[START PASSAGE]
Including, by the way, egalitarianism, right?
So the whole open floor plan thing, stock option ownership, everybody owns a share in the company.
He traces that actually back to Midwestern culture.
And so it just got established and it developed this ethic, and it's probably not an accident
that it's the frontier, right?
It's probably not an accident that's where the gold rush happened, right?
It's just kind of this frontier ethic and mentality that's continued.
So that's the good news, right?
The bad news is, as I discussed with JJ, like it's just number one, we're just bursting at the seams.
Like, it's just become a hard place to do business.
And the number two is there's great people all over the world and like, why on earth?
So the joke in the valley is, you know, help wanted, right?
Software company puts up Silicon Valley, software company puts up a help wanted out on the internet or whatever and says,
you know, help wanted, you know, software engineer to work on new collaboration software tool, online collaboration software tool that will enable people to work together independent of geography all over the world in real time.
P.S. must relocate to San Francisco to apply. And so it's this really congruity, which is we're building the technologies that in theory should let this stuff spread.
And yet, for some reason, in the last 10, 20 years, it's actually been concentrating more and more.
And so I've come to believe it's a, maybe this is obvious to some people, but I would come to believe it's a human dynamics question.
It's a psychology, a question, not a technology question in a lot of ways, which is it's just like, how do people best work together, right?
And it just so happens that, at least for the form of traditional companies, which you just see over and over again, is it's just when you can get everybody in the same room, physically in the same room, right, with the level of, say, fidelity of communication interaction where we're sitting, you know, it's why, by the way, it's why.
[END PASSAGE]
■ EXERCISE SET
**A)** Reproduce the Silicon Valley passage, starting at "So that's the" and ending at "why on earth?".
**B)** Continue the Silicon Valley passage, picking up right after its final sentence.
The listing that comes next is separate material, unrelated to the Silicon Valley passage.
[START EXCERPTED DATA]
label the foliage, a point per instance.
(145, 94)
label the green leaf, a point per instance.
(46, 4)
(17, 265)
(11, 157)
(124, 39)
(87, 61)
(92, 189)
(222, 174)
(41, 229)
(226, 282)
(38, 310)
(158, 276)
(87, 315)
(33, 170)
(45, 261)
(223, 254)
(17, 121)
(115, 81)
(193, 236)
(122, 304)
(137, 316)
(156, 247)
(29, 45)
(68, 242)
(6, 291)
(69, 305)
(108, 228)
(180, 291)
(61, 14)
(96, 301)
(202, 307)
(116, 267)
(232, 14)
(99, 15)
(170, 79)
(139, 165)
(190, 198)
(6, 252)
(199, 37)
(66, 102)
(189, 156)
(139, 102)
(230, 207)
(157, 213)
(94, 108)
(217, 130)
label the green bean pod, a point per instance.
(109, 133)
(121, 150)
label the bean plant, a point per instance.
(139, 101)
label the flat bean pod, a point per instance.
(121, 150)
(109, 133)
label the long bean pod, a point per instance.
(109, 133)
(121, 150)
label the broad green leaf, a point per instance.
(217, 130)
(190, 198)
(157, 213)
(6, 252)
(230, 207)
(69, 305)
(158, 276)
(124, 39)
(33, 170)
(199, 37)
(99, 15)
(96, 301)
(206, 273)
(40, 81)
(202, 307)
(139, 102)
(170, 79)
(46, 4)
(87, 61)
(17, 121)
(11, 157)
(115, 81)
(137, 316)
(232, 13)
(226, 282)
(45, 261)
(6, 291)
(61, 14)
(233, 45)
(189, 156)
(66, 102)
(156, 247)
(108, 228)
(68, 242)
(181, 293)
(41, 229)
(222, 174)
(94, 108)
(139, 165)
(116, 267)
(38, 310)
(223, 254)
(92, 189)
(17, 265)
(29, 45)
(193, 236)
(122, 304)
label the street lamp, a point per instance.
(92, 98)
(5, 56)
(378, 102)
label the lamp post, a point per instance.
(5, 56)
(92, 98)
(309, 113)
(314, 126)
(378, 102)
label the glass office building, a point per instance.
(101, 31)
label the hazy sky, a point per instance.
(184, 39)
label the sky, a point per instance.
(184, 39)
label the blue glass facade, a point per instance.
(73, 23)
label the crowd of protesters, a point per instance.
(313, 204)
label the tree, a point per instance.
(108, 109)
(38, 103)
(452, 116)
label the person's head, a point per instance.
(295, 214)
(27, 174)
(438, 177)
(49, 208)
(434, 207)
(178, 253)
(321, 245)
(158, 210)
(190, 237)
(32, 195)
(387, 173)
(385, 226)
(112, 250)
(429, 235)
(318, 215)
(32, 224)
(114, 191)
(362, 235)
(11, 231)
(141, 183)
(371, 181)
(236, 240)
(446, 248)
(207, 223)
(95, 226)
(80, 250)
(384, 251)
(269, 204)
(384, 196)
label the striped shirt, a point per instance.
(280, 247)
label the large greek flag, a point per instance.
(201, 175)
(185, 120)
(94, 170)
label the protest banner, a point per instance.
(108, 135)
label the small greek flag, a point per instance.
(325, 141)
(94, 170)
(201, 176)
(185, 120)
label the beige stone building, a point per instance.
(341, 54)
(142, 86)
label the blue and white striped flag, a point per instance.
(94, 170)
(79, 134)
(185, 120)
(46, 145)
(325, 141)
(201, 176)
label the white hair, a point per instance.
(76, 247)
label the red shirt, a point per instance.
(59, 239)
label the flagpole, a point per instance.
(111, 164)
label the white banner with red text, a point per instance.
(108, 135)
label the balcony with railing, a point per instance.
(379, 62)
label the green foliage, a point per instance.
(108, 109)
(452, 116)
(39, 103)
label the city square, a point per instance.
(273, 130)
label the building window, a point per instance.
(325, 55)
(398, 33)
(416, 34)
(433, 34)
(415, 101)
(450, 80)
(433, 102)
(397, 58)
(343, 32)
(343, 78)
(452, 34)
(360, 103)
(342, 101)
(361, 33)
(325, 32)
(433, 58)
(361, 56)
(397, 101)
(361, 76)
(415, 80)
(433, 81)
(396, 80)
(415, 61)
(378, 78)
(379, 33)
[END EXCERPTED DATA]
[START EXCERPTED DATA]
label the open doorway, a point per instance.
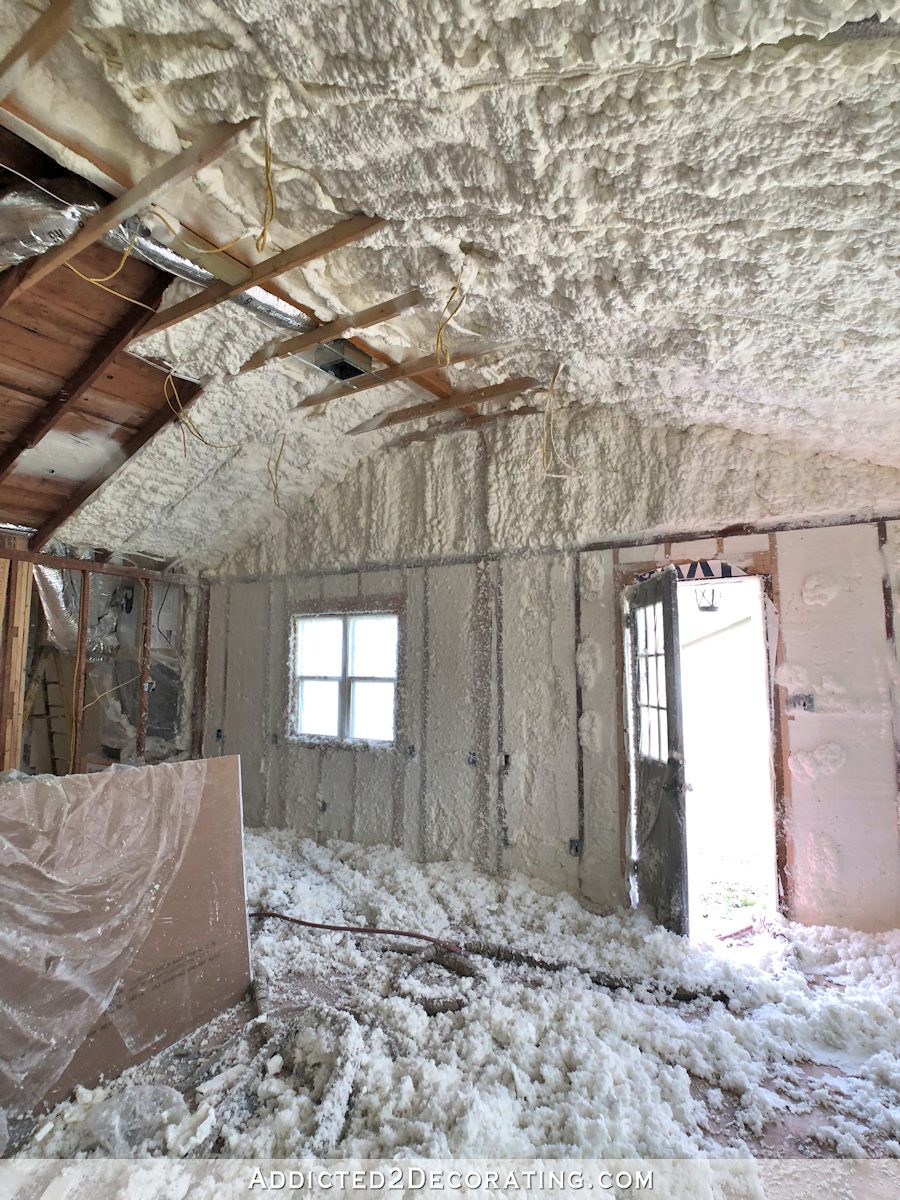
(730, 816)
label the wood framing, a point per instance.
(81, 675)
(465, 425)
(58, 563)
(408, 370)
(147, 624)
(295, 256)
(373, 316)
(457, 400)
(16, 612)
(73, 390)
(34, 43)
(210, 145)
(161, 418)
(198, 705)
[END EXCERPTED DATA]
[START EXCERPTED DATA]
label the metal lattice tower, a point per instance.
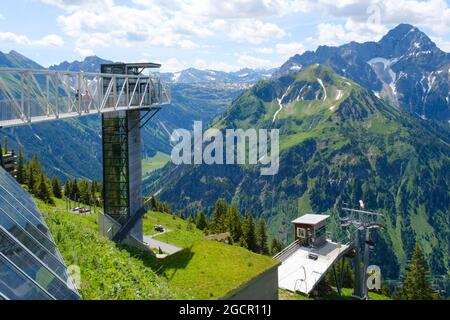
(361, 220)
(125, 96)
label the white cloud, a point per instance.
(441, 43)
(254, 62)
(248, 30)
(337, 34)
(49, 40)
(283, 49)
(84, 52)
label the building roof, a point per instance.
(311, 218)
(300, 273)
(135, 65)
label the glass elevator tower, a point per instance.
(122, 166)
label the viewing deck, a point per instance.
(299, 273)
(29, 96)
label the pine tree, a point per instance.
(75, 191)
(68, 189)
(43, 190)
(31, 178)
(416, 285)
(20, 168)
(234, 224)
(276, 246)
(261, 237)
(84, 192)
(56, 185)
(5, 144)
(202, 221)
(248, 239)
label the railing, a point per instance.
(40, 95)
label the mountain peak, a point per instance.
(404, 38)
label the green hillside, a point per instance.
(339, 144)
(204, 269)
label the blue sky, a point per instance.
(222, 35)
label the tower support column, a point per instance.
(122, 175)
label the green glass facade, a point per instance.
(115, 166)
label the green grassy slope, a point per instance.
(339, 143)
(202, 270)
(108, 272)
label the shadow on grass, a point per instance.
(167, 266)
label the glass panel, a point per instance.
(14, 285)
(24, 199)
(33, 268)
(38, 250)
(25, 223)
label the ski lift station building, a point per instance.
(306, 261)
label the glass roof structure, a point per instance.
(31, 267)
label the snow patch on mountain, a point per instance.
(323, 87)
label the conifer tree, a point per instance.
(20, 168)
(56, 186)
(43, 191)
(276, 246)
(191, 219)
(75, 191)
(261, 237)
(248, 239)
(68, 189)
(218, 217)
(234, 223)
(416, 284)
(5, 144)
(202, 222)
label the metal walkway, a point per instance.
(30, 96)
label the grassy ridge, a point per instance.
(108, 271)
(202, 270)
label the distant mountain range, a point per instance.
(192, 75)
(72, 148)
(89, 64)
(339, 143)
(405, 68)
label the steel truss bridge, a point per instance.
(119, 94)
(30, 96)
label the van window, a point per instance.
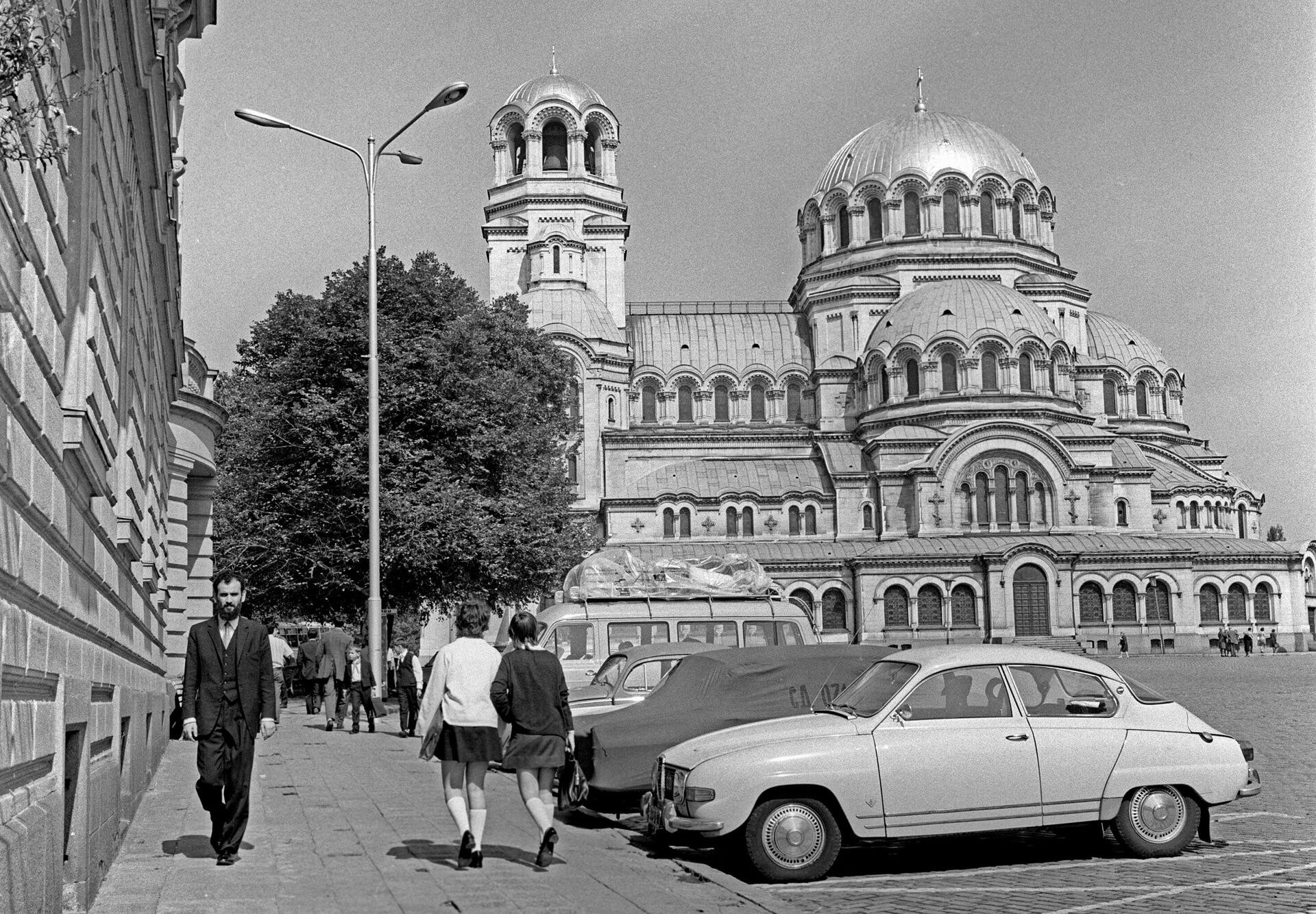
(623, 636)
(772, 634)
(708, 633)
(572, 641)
[END EXCERPTED DATA]
■ SET OF ANSWERS
**A)**
So that's the good news, right?
The bad news is, as I discussed with JJ, like it's just number one, we're just bursting at the seams.
Like, it's just become a hard place to do business.
And the number two is there's great people all over the world and like, why on earth?

**B)**
we're all physically here. And there are a few successful distributed companies, but there really
aren't very many is a consequence of that. And so my hope is that we're going to get there
in the next, you know, let's say 10 or 20 years. My hope is that we're going to get telepresence,
right, in the form of video conferencing and telepresence robots and VR and AR and all these
things, collaboration software and workgroup software and Slack and GitHub and all these amazing
technologies we're building for collaboration. My hope is we're going to get it to the point where it's
just going to be obvious that we don't all have to be in the same place. If that happens, you could say
it's, quote, bad for the Valley in the sense of, like, maybe Silicon Valley's not central
anymore, but it would be so good for the world for that to be the case, and we would all
benefit so much from that. I think it's a very worthwhile thing to pursue in something I'm very
fired up about. How much do you think, just to go back to that point about noise in the early
days of Silicon Valley and the history of it, so I've written about this a little bit as well,
how much do you think that the participatory option-granting culture, which is very different,
There were very few kind of East Coast firms that were doing that.
So you had much more traditional kind of top-down equity systems in those corporate entities.
How much do you think that is part of the success is still looking about it?
This is something I think that would be interesting to go back and look at just economically.
So I think it ends up being very important because of the nature of technology companies.
So if you look at, you know, there are other kinds of companies where the people are much more interchangeable.
And this kind of gets into why the network effect is.
so important, so forth. And in, like, a tech company, there's lots of people who are extremely
valuable. And that innovation as a way to get them their kind of proper compensation for their
contribution, the great conversation with Mark and Charles Koch where he talked about, like,
you have to be rewarded for what you contribute to others. And that really is key to any business
and any incentive system. And particularly in technology, because there are so many people in the
company who are so valuable and so fundamentally critical to the company's success, it really is
one of a very few kinds of compensation systems that would work. And certainly, you know, a lot of
the systems on the East Coast would never work for tech companies to be kind of world-class
competitive. So it's been six years since Mark, you wrote the Software Eats the World essay.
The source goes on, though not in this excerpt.